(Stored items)
_ _ _ _ _ _ _

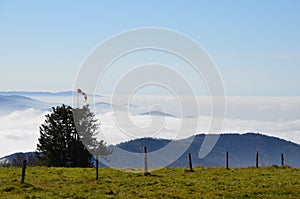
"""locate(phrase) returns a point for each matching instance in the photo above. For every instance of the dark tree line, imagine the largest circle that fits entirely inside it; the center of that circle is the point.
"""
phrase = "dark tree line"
(67, 136)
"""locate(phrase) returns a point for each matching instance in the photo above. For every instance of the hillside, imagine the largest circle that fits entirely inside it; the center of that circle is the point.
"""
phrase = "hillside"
(50, 182)
(241, 147)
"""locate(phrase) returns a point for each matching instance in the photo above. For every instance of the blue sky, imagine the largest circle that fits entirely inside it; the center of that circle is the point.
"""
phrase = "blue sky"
(255, 44)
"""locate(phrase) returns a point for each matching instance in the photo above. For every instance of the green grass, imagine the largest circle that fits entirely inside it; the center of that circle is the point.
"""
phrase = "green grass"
(43, 182)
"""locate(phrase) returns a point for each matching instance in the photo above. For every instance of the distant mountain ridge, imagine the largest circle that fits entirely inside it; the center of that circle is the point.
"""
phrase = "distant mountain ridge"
(241, 147)
(157, 113)
(10, 103)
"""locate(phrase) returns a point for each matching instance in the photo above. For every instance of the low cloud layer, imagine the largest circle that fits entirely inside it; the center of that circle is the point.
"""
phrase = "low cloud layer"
(275, 116)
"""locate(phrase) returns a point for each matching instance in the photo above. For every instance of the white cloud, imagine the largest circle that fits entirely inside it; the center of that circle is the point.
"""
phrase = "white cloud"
(275, 116)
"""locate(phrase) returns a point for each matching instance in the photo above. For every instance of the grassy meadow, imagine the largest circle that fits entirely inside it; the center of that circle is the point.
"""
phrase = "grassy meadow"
(44, 182)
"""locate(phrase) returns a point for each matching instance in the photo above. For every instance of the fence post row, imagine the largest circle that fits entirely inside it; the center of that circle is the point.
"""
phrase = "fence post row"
(97, 166)
(227, 166)
(190, 162)
(23, 171)
(145, 161)
(256, 159)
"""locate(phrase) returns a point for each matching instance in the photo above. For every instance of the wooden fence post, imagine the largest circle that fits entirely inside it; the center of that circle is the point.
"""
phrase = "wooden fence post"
(256, 159)
(97, 166)
(23, 171)
(146, 172)
(190, 162)
(227, 166)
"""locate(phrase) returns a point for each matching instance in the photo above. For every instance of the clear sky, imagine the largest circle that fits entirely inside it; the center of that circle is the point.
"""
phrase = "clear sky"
(255, 44)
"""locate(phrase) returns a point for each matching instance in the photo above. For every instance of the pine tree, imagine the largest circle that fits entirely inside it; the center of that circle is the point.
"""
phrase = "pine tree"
(66, 143)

_ _ _ _ _ _ _

● **Aim**: Give all the entries again exactly, dropping each picture.

● **Solved exercise**:
"""locate(phrase) returns a point for each matching instance in the photo above. For every instance of the dark tree line, imagine the largest circle that fits entirely inside it; the center of that circle is the point.
"""
phrase = "dark tree line"
(67, 136)
"""locate(phrase) returns a point for each matching instance in the photo above. For every instance of the hillside, imagine the largest circle that fits entirely inside it; the center of that circle is the point.
"""
phrase = "hillside"
(50, 182)
(241, 147)
"""locate(phrase) returns a point for each matching instance in the photo above. For every instance of the blue sky, imagine the largest circle that fits entirely inside it; the center of that circle is the point.
"""
phrase = "blue sky"
(255, 44)
"""locate(phrase) returns a point for each matching instance in the photo above. For every instance of the green grass, imagine the largest circle that fits entirely inside it; the center of that circle is the point.
"""
phrase = "green grass"
(43, 182)
"""locate(phrase) returns a point for each matching instance in the photo above. For every instance of the distant mountain ridge, imagine the largest circle that fits entirely inside it; the center of that circle is the point.
"""
phrase = "distant mountain ridge"
(241, 147)
(157, 113)
(10, 103)
"""locate(phrase) returns a point for each matching instance in the photo above. For every instance of the low cloud layer, imagine the largest circle that fits entirely inside it; the center of that circle is the point.
"""
phrase = "low cloud layer"
(275, 116)
"""locate(phrase) returns a point for each matching instance in the photo above. For every instance of the white cloud, imagine the largest circle that fits entirely inside it; the center of that circle is the point.
"""
phrase = "white cloud"
(275, 116)
"""locate(phrase) returns a point for each matching instance in the photo above. For every instance of the grassy meadow, imagine the largest circle that fits entirely inside it; the center of that circle is the point.
"""
phrase = "grassy meadow"
(44, 182)
"""locate(phrase) returns a point for each matching instance in the photo above. For every instance of the fence post row, imagine the largest circle that fits entirely inside it; the center of that circle is the point.
"""
phrase = "fence post row"
(97, 166)
(227, 166)
(190, 162)
(23, 171)
(145, 161)
(256, 159)
"""locate(phrase) returns a point for each matching instance in the photo above. For every instance of the wooden fence post, imagine the largest circle that fits entirely inside it; the center of that circle is the point.
"""
phrase = "wooden fence post"
(256, 159)
(97, 166)
(23, 171)
(146, 172)
(190, 162)
(227, 166)
"""locate(phrase) returns a point for each matching instance in the photo above. For every instance of the clear sky, imagine the largest circle that fits entirely inside it; the center of that circle is the point.
"""
phrase = "clear sky"
(255, 44)
"""locate(phrase) returns a point for each matching instance in the photo above. For every instance of the pine tree, imagine the largest circle that fits entirely inside it; the center of that circle is the point.
"""
phrase = "pine tree"
(66, 143)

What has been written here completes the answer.